* [Aim]: Beginning at the line containing "Indicate every instance of the light" and continuing to the end of the records below, give each line again exactly as it stands, and only those lines.

* [Source data]:
-=-=-=-=-
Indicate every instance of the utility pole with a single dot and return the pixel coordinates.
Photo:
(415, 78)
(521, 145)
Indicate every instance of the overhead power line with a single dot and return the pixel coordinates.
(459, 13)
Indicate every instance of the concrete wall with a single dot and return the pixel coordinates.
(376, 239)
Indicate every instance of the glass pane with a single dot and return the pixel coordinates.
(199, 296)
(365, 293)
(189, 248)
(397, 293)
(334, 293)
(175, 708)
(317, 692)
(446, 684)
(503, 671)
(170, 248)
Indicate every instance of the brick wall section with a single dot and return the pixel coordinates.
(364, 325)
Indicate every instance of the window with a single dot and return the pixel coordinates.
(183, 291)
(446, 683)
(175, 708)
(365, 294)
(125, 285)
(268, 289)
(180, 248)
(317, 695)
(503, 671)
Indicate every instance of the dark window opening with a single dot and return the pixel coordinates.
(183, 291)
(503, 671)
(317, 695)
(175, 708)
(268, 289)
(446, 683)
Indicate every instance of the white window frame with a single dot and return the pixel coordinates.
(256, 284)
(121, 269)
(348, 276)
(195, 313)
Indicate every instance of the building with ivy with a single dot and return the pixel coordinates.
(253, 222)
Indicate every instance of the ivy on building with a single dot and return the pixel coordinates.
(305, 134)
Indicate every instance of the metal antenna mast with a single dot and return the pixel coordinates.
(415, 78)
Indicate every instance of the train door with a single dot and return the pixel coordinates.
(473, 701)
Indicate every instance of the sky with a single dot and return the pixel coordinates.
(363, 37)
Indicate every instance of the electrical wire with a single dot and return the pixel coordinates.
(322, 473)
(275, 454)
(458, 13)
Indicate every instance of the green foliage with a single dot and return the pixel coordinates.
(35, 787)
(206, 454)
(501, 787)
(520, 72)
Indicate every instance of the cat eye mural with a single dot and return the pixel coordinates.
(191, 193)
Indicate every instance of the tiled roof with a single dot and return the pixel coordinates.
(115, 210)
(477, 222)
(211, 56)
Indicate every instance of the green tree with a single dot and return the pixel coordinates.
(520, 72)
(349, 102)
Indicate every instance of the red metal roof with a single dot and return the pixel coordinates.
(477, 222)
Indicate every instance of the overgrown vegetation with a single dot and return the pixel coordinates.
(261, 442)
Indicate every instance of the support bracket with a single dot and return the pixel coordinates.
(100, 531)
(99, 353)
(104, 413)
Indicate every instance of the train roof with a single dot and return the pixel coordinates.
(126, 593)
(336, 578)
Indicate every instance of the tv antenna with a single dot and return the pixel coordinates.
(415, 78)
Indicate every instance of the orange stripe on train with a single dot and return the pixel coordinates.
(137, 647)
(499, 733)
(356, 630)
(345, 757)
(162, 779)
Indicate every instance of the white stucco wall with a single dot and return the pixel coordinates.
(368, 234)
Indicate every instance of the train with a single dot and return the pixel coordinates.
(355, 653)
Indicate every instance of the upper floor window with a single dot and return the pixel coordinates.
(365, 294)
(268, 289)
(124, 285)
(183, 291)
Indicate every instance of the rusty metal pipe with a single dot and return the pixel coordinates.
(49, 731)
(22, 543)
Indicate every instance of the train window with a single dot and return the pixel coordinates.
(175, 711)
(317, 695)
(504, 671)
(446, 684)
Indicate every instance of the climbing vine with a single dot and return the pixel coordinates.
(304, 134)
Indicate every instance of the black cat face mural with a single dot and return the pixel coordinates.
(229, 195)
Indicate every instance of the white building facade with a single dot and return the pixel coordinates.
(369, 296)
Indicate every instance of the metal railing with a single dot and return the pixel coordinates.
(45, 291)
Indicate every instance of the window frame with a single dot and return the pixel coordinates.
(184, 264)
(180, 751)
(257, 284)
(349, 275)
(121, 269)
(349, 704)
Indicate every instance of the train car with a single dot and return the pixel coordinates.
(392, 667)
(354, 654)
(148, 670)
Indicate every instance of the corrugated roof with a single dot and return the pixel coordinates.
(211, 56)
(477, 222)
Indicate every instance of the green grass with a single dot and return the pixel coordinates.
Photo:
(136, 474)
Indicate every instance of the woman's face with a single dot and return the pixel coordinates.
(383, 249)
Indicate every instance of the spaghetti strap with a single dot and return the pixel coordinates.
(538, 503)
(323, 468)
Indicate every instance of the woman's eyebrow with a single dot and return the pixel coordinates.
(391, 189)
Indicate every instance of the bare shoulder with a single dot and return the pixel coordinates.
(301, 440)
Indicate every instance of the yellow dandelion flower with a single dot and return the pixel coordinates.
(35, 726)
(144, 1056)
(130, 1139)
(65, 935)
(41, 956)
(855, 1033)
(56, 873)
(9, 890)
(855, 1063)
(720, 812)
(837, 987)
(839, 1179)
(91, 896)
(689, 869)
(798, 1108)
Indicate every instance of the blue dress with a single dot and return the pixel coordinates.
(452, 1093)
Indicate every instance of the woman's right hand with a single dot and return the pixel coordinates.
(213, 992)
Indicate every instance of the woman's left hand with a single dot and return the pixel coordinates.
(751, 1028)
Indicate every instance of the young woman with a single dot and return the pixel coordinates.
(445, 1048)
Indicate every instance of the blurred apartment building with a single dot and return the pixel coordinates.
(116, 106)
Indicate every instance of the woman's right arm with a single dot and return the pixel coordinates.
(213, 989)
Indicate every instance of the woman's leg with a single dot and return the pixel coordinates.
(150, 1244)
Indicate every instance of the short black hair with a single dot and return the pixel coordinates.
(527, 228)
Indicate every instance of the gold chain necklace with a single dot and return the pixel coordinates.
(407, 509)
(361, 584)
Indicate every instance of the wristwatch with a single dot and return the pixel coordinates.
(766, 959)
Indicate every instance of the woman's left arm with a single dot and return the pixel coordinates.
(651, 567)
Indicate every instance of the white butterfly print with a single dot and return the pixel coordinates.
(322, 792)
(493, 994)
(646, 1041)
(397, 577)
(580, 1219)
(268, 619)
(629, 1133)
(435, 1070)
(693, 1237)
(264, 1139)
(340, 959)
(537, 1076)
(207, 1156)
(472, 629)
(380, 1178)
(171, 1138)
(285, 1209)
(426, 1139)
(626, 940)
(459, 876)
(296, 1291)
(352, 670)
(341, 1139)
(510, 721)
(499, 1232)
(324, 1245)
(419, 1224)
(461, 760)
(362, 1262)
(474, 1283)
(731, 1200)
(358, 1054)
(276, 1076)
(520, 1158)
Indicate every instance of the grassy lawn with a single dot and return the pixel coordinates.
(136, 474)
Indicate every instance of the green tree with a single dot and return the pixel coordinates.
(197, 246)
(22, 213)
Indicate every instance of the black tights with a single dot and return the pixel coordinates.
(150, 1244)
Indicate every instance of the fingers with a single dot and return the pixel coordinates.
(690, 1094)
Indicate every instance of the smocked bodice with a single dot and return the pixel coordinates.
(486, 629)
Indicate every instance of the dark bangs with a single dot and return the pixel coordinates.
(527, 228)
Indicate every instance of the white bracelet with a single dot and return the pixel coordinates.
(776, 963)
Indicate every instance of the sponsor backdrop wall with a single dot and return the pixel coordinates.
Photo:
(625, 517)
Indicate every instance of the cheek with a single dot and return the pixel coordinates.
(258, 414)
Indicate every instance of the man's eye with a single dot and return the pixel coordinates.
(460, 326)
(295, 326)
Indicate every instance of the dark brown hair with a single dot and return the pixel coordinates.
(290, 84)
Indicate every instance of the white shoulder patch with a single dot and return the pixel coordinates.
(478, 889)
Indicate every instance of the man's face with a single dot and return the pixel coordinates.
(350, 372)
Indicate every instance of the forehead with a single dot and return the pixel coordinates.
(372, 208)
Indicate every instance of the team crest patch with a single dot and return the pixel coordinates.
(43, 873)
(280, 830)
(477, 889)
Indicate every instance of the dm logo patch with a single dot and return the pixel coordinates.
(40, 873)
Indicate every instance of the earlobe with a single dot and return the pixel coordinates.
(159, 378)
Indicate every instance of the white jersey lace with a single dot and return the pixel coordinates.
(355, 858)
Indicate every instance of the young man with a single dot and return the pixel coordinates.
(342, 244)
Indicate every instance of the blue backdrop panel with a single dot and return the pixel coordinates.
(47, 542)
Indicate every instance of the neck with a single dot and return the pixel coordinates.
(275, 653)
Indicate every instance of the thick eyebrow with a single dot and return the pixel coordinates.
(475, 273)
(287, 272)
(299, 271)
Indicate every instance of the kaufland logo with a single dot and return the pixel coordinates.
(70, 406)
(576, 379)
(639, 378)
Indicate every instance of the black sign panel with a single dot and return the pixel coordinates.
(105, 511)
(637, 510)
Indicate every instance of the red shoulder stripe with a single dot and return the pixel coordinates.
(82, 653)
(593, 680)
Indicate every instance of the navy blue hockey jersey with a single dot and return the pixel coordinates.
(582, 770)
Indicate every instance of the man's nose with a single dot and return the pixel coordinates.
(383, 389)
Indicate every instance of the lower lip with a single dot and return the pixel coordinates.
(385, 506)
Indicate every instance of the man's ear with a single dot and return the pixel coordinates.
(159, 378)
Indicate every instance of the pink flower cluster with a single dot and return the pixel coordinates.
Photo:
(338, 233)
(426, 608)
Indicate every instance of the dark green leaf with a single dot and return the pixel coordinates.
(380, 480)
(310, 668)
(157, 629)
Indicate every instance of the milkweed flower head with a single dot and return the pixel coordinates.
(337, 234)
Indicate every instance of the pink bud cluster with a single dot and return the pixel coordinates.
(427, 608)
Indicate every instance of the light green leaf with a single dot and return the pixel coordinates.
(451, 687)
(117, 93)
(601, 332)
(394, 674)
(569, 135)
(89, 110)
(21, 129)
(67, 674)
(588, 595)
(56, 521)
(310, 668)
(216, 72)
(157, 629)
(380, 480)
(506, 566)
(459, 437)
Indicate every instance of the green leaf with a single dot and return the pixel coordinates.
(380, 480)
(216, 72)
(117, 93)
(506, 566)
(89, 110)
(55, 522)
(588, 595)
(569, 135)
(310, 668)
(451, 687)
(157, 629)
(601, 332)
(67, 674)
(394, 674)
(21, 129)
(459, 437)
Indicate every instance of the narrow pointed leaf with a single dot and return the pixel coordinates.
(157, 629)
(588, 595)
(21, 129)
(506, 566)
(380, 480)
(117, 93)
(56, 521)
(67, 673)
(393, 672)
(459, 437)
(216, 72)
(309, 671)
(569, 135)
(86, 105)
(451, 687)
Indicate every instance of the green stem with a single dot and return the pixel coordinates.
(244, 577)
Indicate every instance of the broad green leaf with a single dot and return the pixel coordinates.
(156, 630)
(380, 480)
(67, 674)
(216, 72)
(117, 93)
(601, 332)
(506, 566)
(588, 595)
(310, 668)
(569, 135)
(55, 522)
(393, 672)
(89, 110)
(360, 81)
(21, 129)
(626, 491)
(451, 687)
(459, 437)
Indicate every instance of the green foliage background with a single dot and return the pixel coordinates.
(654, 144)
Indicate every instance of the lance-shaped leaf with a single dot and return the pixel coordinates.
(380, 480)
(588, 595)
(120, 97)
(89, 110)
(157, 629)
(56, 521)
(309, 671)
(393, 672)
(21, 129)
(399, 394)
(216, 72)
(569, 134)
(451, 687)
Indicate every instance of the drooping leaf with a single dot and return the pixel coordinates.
-=-=-=-=-
* [Solution to this problem]:
Indicate every instance of the light green leaf with a single dot and return the pixel coordinates.
(451, 687)
(117, 93)
(601, 332)
(394, 674)
(569, 135)
(89, 110)
(21, 129)
(67, 674)
(588, 595)
(56, 521)
(310, 668)
(216, 72)
(157, 629)
(380, 480)
(506, 566)
(459, 437)
Indicate every instance of the green leaf with a single dot and return the pixel coordinates.
(380, 480)
(216, 72)
(117, 93)
(506, 566)
(89, 110)
(55, 522)
(588, 595)
(569, 135)
(310, 668)
(451, 687)
(157, 629)
(601, 332)
(67, 674)
(394, 674)
(21, 129)
(459, 437)
Indicate every instance of the narrow pointed leaf with a single dot and return the pixel coordinates.
(157, 629)
(588, 595)
(21, 129)
(506, 566)
(380, 480)
(117, 93)
(56, 521)
(67, 673)
(393, 672)
(459, 437)
(216, 72)
(309, 671)
(569, 135)
(86, 105)
(451, 687)
Indicate every instance of the green stem with a single dot and return the pixel coordinates.
(244, 577)
Indicate every instance of the broad green leaf with a single dot and return the pixel coordinates.
(156, 630)
(380, 480)
(67, 674)
(216, 72)
(117, 93)
(601, 332)
(506, 566)
(588, 595)
(310, 668)
(569, 135)
(55, 522)
(393, 672)
(89, 110)
(360, 81)
(21, 129)
(626, 491)
(451, 687)
(459, 437)
Indicate every instance of the green foliage background with a single dot and return the pixel coordinates.
(654, 144)
Indicate every instance of the lance-shaped leaf with a single dot and return the pixel coordinates.
(380, 480)
(588, 595)
(120, 97)
(89, 110)
(157, 629)
(56, 521)
(309, 671)
(393, 672)
(21, 129)
(399, 394)
(216, 72)
(569, 134)
(451, 687)
Indicate every instance of the drooping leaf with a single dot and return the pixel coordinates.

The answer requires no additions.